** Opening EXERCISE INPUTS block **

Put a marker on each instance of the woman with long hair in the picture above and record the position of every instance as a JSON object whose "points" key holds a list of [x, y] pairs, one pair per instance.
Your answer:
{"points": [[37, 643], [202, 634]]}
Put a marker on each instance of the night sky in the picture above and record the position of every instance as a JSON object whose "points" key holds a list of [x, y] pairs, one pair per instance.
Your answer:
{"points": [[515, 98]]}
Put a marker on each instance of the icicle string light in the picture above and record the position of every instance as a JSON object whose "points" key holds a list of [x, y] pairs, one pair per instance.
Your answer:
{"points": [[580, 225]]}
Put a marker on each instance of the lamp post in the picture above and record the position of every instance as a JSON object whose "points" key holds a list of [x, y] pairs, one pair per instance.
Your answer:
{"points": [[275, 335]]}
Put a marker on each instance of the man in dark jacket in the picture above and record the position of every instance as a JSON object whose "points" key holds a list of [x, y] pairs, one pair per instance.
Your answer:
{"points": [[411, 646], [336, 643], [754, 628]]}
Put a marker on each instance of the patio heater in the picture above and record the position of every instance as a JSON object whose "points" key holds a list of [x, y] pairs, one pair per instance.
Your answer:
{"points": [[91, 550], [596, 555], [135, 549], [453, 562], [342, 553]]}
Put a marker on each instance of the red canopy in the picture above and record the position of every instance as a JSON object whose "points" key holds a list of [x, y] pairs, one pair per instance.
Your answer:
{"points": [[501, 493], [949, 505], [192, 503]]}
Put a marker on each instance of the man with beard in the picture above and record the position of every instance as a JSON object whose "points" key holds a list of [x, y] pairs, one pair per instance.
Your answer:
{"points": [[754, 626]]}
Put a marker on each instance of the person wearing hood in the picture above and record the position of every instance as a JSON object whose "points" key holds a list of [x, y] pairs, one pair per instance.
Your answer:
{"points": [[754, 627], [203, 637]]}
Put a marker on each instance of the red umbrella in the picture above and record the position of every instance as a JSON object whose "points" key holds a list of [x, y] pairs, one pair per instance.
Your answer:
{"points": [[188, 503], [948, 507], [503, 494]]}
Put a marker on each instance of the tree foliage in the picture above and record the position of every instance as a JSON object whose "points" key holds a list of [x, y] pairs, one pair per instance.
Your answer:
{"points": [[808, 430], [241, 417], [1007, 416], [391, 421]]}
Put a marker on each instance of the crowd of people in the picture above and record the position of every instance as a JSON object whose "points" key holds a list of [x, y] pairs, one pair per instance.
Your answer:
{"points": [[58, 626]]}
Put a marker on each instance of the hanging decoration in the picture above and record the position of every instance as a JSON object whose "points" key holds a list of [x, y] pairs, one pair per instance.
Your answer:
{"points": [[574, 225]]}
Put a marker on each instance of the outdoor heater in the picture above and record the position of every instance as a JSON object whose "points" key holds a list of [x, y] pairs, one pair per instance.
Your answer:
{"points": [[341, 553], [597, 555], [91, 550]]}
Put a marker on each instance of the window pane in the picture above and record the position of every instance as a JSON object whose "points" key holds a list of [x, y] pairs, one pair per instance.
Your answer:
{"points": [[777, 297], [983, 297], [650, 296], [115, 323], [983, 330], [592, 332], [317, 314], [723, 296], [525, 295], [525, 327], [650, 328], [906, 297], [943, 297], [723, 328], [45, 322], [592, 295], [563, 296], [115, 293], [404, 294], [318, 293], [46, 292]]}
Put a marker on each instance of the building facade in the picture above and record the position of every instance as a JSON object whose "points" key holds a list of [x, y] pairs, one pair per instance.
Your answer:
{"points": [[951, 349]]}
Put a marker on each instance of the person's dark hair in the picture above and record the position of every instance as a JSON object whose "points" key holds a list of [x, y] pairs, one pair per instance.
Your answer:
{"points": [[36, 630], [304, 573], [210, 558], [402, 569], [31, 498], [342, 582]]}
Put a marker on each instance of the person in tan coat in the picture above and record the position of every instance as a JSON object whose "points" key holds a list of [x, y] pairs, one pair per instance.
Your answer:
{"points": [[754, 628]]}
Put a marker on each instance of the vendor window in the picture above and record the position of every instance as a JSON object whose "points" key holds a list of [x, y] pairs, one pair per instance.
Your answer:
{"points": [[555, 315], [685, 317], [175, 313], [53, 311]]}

** Closing EXERCISE INPUTS block **

TRY IT
Work through the records above. Copy every line with the string "dark".

WRITTEN ANSWER
Put a marker on each instance of the man in dark jacket in the picture above and record the position of every instance as a JSON object whose "points" key holds a list of [x, y] pairs, one pair per instance.
Put a marker on each instance of the person's dark hair in the picture above and record the position of every instance as a JSON object whose "points" key holds a list of [x, y] pairs, one pair per instance.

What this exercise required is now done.